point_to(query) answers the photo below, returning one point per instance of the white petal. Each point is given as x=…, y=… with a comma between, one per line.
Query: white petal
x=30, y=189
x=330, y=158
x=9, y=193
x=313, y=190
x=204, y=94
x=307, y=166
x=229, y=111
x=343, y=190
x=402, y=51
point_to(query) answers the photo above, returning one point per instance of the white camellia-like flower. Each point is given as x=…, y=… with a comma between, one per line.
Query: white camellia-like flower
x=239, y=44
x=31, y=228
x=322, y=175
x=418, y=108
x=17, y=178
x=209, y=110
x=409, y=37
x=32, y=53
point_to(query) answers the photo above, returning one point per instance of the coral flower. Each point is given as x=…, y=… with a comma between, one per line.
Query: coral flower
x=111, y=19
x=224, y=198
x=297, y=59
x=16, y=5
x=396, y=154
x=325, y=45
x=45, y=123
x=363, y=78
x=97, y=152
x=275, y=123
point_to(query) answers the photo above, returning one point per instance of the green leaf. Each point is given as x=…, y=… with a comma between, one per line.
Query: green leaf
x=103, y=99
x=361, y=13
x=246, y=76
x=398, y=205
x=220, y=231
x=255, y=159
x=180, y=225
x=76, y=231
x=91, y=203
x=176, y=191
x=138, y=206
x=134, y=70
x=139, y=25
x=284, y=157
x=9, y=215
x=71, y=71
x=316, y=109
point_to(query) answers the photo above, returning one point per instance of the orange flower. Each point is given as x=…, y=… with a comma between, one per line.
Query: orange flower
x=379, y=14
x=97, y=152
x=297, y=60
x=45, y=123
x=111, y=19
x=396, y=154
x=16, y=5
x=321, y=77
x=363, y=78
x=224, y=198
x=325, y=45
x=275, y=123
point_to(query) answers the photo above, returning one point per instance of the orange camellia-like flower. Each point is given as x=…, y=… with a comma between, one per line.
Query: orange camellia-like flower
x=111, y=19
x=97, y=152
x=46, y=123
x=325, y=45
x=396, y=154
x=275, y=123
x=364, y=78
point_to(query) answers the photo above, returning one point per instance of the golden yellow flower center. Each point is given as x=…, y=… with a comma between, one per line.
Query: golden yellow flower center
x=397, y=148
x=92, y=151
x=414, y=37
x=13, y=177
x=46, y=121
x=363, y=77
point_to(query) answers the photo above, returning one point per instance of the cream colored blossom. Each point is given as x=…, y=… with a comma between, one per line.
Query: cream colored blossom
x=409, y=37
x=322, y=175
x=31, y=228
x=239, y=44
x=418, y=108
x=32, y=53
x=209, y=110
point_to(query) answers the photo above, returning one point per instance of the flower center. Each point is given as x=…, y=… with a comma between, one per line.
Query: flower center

————————

## Problem details
Rewrite the data from the line containing "the orange camellia-like" through the end of the data, both ends included, keeping the requests as they are. Scale every x and y point coordinate in the answers by 2.1, rounding each to a whole number with halves going up.

## Written answer
point_to(query) answers the photo above, returning one point per instance of the orange camellia-like flower. Each point is given as x=…, y=… with a comma between, one per line.
Query: orange camellia-like flower
x=233, y=40
x=204, y=319
x=97, y=258
x=683, y=95
x=832, y=323
x=578, y=258
x=764, y=164
point_to(query) answers the photo above, returning one point per instance of the golden yellow flower center. Each point is given as x=…, y=… with a comma between, one per line.
Query: golden yellow flower center
x=834, y=311
x=193, y=317
x=869, y=78
x=27, y=372
x=97, y=254
x=762, y=162
point_to(query) answers the photo above, returning one point per instance of the cream colored blossom. Each point is given as x=…, y=… with a comma between, one per line.
Query: cream colored blossom
x=859, y=78
x=676, y=368
x=65, y=479
x=502, y=92
x=878, y=227
x=67, y=111
x=439, y=231
point_to(query) answers the photo above, returning one point per instance of the flower center. Each point is given as x=…, y=… with a comma between, one per line.
Query: flower center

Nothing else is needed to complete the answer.